» CHALLENGE
Copy the data word for word, starting at the line that contains "For every instance of the blue sky, the" and continuing through the end of the data, both ends included. Leave the pictures out of your answer.

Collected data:
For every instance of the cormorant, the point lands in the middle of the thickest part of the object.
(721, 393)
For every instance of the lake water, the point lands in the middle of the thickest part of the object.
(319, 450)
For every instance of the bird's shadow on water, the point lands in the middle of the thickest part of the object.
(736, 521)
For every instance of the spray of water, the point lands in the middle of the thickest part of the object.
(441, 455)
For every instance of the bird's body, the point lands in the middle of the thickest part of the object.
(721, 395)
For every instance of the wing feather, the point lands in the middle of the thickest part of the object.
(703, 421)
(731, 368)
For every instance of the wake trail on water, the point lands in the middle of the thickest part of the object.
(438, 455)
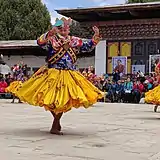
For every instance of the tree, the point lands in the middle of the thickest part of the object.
(141, 1)
(23, 19)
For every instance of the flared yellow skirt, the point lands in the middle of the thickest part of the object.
(13, 87)
(59, 90)
(153, 96)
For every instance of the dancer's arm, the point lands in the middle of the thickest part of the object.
(89, 45)
(43, 40)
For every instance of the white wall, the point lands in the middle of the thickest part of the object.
(100, 58)
(34, 61)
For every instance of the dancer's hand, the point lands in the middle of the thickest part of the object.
(96, 31)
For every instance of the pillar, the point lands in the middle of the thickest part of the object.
(100, 58)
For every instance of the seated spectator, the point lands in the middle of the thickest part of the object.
(3, 85)
(116, 76)
(119, 91)
(138, 89)
(128, 86)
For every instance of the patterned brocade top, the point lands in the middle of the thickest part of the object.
(62, 52)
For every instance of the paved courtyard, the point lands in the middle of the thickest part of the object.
(104, 132)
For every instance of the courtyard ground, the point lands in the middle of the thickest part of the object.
(104, 132)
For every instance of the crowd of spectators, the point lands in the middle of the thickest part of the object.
(19, 72)
(126, 89)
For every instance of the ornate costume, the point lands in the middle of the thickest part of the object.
(153, 96)
(57, 86)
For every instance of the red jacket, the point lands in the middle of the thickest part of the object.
(138, 87)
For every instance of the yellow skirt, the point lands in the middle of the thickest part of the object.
(153, 96)
(59, 90)
(13, 87)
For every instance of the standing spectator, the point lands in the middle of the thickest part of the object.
(116, 76)
(138, 89)
(3, 85)
(128, 86)
(119, 91)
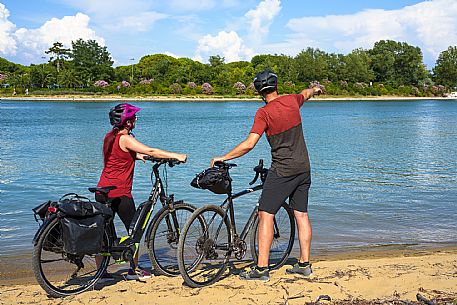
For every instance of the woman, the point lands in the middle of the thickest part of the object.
(120, 150)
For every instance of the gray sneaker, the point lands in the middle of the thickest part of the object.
(305, 271)
(255, 274)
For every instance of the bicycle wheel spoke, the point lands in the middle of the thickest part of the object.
(205, 250)
(164, 239)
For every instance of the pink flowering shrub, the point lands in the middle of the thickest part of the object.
(175, 88)
(316, 84)
(146, 81)
(101, 83)
(360, 85)
(207, 88)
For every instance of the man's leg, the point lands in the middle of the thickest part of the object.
(304, 235)
(265, 237)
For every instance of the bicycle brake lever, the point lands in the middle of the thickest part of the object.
(255, 179)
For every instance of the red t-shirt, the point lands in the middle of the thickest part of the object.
(118, 171)
(281, 121)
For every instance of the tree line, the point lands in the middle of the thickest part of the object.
(389, 68)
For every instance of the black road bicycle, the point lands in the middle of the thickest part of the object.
(204, 251)
(61, 274)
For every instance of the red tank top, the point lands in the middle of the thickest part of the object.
(118, 171)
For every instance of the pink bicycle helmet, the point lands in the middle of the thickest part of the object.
(121, 113)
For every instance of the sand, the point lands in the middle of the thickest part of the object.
(385, 276)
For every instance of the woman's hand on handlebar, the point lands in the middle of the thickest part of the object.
(141, 157)
(216, 159)
(181, 158)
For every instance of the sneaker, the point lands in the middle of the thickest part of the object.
(138, 274)
(255, 274)
(106, 277)
(305, 271)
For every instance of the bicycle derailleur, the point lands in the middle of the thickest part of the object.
(240, 248)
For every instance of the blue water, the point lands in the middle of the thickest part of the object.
(383, 172)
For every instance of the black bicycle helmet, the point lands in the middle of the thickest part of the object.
(265, 80)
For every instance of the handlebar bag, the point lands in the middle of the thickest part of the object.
(214, 179)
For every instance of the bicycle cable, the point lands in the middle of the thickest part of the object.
(165, 175)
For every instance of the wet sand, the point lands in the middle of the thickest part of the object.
(390, 273)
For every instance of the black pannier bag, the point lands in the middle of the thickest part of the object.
(215, 179)
(83, 224)
(53, 241)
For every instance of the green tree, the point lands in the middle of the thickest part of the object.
(355, 67)
(312, 64)
(445, 70)
(58, 55)
(397, 63)
(91, 61)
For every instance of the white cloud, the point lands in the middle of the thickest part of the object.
(141, 22)
(226, 44)
(186, 5)
(431, 25)
(261, 18)
(112, 9)
(33, 42)
(7, 42)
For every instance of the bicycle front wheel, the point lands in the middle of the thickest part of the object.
(204, 252)
(162, 242)
(283, 238)
(61, 274)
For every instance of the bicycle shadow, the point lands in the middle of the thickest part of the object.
(237, 266)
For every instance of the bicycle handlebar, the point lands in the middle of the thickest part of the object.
(171, 162)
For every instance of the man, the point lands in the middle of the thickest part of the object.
(289, 175)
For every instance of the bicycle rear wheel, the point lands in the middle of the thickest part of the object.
(283, 238)
(61, 274)
(203, 253)
(162, 242)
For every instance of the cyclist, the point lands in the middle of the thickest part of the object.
(289, 175)
(120, 150)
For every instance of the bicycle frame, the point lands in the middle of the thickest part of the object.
(230, 212)
(145, 210)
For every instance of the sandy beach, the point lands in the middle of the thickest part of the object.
(377, 277)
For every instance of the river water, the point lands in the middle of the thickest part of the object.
(384, 173)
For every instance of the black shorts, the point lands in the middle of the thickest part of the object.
(277, 189)
(123, 206)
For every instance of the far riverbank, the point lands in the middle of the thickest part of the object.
(172, 98)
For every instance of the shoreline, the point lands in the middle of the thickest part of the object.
(16, 268)
(390, 275)
(83, 98)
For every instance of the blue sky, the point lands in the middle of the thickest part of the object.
(234, 29)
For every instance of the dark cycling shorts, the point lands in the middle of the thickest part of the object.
(277, 189)
(124, 207)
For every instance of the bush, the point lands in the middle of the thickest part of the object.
(175, 88)
(207, 89)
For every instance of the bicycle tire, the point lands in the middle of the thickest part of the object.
(49, 281)
(166, 264)
(207, 244)
(281, 246)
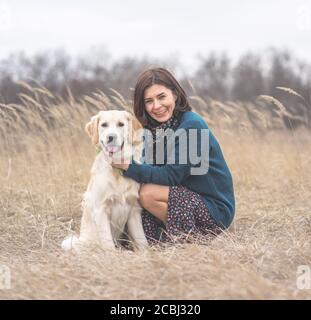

» FINISHED ANSWER
For every instance of the blue sky, the point lands in the middle of the thickest part of the object.
(234, 29)
For every instance of the dark cycling shorts, the point lands in the middle of the thickest part of the object.
(277, 189)
(124, 207)
For every instance of the bush, the point lands in the middle of the thickest part of the object.
(175, 88)
(207, 89)
For every instance of the bicycle tire, the point lands in the middle of the thickest part of the object.
(49, 281)
(166, 264)
(207, 244)
(281, 246)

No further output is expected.